EXTRACTED RECORDS:
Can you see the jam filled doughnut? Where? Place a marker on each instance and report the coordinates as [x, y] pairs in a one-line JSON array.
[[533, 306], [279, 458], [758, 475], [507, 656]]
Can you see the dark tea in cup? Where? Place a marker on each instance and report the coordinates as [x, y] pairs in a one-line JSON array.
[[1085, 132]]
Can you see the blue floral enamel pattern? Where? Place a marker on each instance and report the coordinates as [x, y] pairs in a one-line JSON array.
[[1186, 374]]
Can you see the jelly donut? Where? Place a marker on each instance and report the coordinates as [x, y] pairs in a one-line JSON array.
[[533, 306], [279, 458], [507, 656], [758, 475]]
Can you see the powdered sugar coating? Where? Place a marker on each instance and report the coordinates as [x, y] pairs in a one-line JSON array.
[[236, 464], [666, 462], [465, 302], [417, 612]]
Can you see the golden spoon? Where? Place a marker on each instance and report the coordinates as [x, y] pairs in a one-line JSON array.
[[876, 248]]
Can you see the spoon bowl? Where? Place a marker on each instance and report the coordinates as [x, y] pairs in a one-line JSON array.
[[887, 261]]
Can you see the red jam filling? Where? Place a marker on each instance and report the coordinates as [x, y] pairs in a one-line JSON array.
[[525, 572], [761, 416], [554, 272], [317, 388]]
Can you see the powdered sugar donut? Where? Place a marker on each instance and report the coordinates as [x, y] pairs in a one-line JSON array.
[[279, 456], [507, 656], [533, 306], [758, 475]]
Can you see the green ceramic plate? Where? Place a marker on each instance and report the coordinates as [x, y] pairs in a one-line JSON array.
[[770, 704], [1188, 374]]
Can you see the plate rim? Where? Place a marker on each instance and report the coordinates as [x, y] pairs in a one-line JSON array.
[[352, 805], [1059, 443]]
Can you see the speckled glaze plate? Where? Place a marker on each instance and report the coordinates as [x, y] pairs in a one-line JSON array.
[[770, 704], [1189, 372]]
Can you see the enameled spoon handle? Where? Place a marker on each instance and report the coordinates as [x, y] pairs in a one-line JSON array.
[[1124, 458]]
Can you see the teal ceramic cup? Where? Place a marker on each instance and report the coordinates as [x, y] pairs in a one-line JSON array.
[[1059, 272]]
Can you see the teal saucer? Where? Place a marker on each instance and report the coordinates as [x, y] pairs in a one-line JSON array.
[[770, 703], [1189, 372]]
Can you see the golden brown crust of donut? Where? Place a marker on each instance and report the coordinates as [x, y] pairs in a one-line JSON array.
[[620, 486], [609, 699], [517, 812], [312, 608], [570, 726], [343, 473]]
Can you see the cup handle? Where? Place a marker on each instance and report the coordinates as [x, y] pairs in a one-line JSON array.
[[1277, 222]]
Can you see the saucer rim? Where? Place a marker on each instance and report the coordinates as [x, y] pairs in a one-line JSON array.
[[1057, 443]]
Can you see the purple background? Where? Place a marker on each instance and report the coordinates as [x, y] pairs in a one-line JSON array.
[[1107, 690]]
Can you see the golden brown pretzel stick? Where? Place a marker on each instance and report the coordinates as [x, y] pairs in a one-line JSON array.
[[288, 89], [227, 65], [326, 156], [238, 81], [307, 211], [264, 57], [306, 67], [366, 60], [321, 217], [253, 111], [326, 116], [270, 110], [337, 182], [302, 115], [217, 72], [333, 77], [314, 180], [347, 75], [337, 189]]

THE EXERCISE: Begin at the line that has "Can you see the powdered sugar coating?" and stop after the line that has "[[770, 703], [1189, 372]]". Write out those records again with their requests, shifting every coordinate in the answers by adding 89 to it.

EXERCISE RESULT:
Can you see the powdered sugar coating? Where? Place a marker on each instance and report the coordinates as [x, y] pairs in a one-line JSON array.
[[325, 553], [755, 551], [554, 391], [506, 701]]
Can you see the golden spoon? Where? Place a marker on each instance and report the coordinates as [x, y] pairs in a one-line JSON array.
[[965, 337]]
Can you see the spoon bowl? Where? Place a marker on each instance and report the coordinates as [x, y] pairs in a one-line JSON array.
[[976, 350]]
Can you see the red jam filling? Where? Place a marker on each instance and report the coordinates as [x, y] pairs in a one-line JSON array.
[[614, 661], [850, 505], [643, 361], [406, 477]]
Can you see the powdered sugar donut? Where? Place a marker on each instance and report the coordinates as [x, y] pairs in a one-line JSON array.
[[368, 545], [596, 745], [622, 395], [847, 564]]
Can you see the green ceramic plate? Where? Place a marker on each instance and report the coordinates as [x, y] pairs in a one-line JSON array.
[[859, 793], [1277, 463]]
Can you see the plate rim? Where? Place a marker on each instance and report the coordinates as [x, y] pairs in a one-line JSON array.
[[441, 894], [1148, 532]]
Can you see the speckled glaze plate? Where? Place a marker on each instance and report the coordinates as [x, y] pairs in a one-line JSON array.
[[859, 793], [1278, 461]]
Can you see the enameled spoon handle? Where? Place a marker on each instance and report the coordinates as [x, y] pairs in a one-line JSON array.
[[1213, 547]]
Can you see the teal ceramic cup? Where? Place a marker on each instance and report the coordinates as [x, y] pairs in a one-line JSON array.
[[1148, 361]]
Can you see the teal saucer? Where? Place a marker on each instance and report the coordinates as [x, y] pairs in a one-line JSON array.
[[859, 792], [1278, 461]]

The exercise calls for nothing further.